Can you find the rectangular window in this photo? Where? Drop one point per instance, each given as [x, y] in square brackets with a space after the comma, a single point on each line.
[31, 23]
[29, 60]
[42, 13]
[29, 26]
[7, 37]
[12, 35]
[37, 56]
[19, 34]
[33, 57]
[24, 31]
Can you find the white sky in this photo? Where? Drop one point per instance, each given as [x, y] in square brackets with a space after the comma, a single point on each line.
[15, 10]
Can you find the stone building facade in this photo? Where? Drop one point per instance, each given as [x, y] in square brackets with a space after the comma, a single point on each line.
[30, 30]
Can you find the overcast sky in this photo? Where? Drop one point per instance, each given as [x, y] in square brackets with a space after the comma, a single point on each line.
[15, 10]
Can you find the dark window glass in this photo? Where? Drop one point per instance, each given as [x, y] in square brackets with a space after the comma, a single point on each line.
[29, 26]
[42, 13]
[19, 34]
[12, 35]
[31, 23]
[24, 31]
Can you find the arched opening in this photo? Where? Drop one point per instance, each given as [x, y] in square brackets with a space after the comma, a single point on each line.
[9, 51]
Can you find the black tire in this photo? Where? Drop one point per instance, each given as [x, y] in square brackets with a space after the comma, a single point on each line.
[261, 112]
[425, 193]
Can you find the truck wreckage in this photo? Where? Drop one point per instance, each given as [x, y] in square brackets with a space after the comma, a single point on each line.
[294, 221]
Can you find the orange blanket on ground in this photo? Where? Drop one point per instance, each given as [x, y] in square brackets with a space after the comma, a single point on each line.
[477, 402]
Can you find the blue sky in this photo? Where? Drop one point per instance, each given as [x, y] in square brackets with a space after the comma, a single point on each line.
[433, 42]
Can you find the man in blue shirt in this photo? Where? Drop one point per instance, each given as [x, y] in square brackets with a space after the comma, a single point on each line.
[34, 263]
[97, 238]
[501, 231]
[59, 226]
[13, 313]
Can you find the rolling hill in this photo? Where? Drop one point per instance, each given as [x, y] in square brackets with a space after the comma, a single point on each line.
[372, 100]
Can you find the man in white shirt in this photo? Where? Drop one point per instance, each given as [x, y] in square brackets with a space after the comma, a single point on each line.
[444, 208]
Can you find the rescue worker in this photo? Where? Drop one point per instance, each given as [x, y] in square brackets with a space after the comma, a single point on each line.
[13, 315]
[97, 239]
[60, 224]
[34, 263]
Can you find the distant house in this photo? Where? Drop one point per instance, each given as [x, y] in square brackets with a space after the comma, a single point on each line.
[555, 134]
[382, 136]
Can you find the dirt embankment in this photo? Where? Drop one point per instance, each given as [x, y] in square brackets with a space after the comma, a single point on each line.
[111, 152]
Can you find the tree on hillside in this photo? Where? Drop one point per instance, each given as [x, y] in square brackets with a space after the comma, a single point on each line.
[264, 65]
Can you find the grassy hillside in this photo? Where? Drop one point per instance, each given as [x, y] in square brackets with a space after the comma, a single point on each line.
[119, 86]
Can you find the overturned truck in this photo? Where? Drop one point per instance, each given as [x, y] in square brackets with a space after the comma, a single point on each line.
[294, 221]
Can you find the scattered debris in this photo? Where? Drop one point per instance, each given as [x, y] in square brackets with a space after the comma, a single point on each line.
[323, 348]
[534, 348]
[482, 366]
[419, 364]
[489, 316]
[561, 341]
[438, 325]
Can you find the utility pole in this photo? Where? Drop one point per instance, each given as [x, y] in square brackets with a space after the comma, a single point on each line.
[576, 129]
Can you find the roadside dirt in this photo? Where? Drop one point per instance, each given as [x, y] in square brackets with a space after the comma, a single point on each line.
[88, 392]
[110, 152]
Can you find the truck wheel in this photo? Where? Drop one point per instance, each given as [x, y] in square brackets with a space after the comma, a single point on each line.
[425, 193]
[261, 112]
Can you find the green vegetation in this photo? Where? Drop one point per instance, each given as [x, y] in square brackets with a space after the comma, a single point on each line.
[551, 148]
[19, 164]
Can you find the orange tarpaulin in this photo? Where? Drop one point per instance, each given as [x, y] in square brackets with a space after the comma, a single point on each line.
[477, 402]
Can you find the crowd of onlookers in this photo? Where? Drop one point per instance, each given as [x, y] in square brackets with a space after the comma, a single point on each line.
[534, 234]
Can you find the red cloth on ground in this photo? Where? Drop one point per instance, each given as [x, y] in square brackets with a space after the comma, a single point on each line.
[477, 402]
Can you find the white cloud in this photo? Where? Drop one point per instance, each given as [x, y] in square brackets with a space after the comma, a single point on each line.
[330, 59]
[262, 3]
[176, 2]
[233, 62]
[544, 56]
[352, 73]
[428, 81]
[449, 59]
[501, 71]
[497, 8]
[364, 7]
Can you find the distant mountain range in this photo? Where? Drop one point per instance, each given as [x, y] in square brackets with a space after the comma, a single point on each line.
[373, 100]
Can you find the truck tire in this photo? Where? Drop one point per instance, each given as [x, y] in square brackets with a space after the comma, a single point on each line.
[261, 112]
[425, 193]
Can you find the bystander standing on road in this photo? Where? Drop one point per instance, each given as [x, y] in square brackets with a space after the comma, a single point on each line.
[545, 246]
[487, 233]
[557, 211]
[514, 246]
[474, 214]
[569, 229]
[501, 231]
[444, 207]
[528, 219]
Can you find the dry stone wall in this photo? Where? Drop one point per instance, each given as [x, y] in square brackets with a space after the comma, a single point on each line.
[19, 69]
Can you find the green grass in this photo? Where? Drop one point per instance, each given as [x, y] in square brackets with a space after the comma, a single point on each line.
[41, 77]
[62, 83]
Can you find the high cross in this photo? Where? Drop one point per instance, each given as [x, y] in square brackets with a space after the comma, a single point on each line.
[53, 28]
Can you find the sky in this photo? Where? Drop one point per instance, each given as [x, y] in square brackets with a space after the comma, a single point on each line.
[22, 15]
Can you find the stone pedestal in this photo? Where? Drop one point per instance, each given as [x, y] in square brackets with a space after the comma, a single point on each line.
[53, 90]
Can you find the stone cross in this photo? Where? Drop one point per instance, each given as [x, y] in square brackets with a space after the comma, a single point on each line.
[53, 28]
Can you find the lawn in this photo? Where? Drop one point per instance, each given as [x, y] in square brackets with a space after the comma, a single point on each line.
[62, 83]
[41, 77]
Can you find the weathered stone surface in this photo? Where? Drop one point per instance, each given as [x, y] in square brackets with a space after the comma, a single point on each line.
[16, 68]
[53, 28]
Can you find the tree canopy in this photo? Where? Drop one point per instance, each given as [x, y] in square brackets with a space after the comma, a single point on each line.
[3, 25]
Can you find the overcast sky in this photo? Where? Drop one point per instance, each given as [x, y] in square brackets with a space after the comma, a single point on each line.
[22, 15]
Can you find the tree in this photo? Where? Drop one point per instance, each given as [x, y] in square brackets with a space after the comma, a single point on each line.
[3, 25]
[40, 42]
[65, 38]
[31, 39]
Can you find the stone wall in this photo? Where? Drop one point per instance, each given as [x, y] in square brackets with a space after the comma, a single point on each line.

....

## Task objective
Copy out every line from the one containing "Can you find the lawn" through the last line of the items, keeping each item's wording, and increase every answer coordinate by 53.

## Result of this exercise
Can you find the lawn in this photo? Where? Drop one point per instance, each given as [x, y] in square brackets with a space after the comma, a single point on each line.
[115, 136]
[94, 130]
Can you find the weathered stone surface in this photo? Where? Drop one point per instance, each given as [x, y] in square brackets with a space after the comma, a single point on each line.
[69, 121]
[106, 81]
Can you find the tree canopy in this photo? Where? Drop one point per instance, each given as [x, y] in square brackets with a space after the comma, a single point on each line.
[56, 78]
Can you find the overcast sky in this photo? Where? Drop one point per instance, each given as [x, y] in square brackets with a space after the comma, a single point on each line.
[75, 68]
Can you find the tree in this photo? Where? Drop one point per instance, each given as [x, y] in square brackets with a space after the comma, a single point on each line.
[56, 78]
[93, 95]
[118, 91]
[84, 92]
Can you find the stone wall in this photo? Where? Drop one point per instance, each given as [x, y] in square brackets with a space after the comma, a single point on each line.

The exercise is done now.